The invasion of the Holy Spirit on the Day of Pentecost in Acts 2 is another telling account. Here, God didn’t merely breathe out His Spirit, He poured it out as prophesied by Joel. This event formally illustrates the beginning of the Christian Church.

21 So Jesus said to them again, “Peace be to you; just as the Father has sent Me, I also send you.” 22 And when He had said this, He breathed on them and *said to them, “Receive the Holy Spirit. John 20:21-22.

The Promise of the Spirit

28 It will come about after this
That I will pour out My Spirit on all mankind;
And your sons and your daughters will prophesy,
Your old men will have dreams,
Your young men will see visions.
29 And even on the male and female servants
I will pour out My Spirit in those days.

Joel 2:28-29

“The Valley of Dry Bones” is a prophetic illustration of spiritual revival upon the acceptance of Jesus Christ as the prophesied Messiah.

28 There is neither Jew nor Gentile, neither slave nor free, nor is there male and female, for you are all one in Christ Jesus.

Galatians 3:28

Today, we see that that it’s the Word of God (see John 1:1-4) and His Spirit (see 2 Cor 3:17-18) that brings Spiritual revival today. If either of these are neglected, the church is but a charade.

If this world is going to be reached, I am convinced that it must be done by men and women of average talent.

__ENTRIES SUPPLIED__.
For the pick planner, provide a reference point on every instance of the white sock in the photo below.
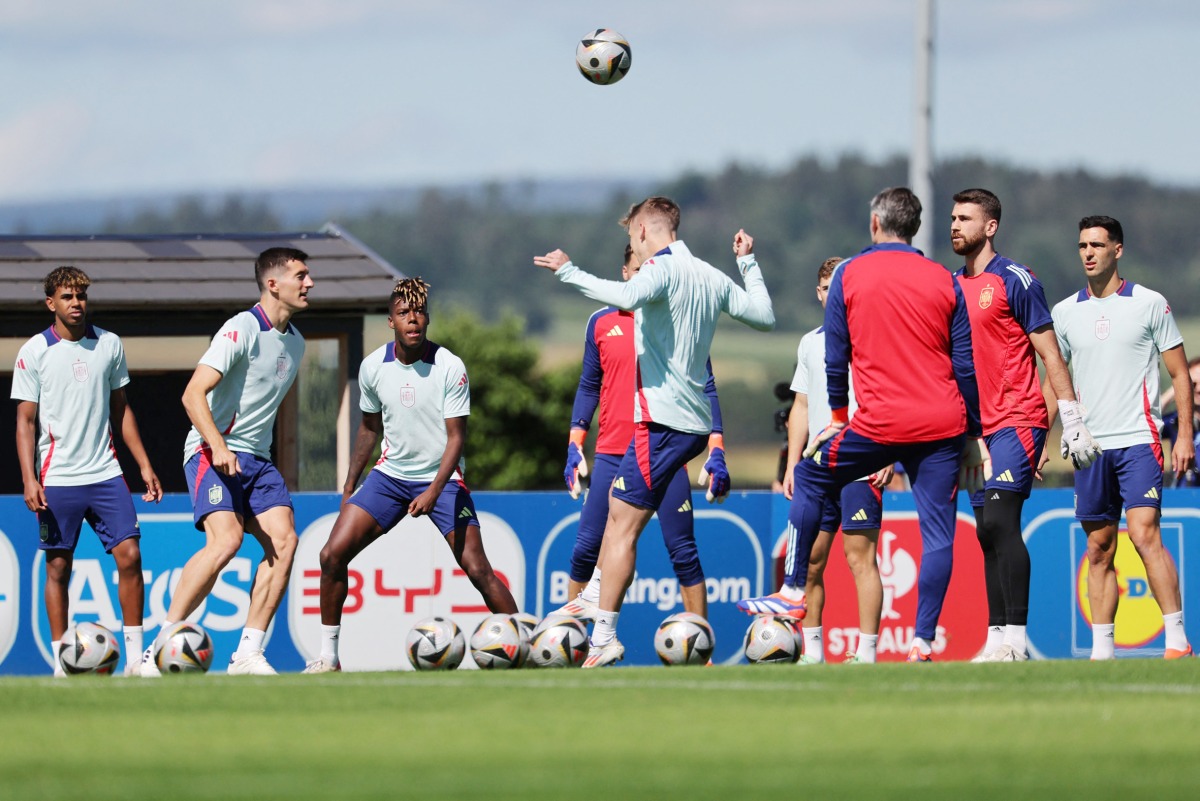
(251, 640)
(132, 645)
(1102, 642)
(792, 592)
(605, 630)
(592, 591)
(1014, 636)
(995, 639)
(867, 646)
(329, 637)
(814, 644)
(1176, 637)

__PARTS OF THE EXERCISE__.
(a) In the passage about the Holy Spirit, what does the event on the Day of Pentecost in Acts 2 formally illustrate?
(b) Write out the part of the passage about the Holy Spirit that opens with the words "Galatians 3:28" and ends after "of average talent.", copying it word for word.

__SOLUTIONS BY TASK__.
(a) It formally illustrates the beginning of the Christian Church.

(b)
Galatians 3:28

Today, we see that that it’s the Word of God (see John 1:1-4) and His Spirit (see 2 Cor 3:17-18) that brings Spiritual revival today. If either of these are neglected, the church is but a charade.

If this world is going to be reached, I am convinced that it must be done by men and women of average talent.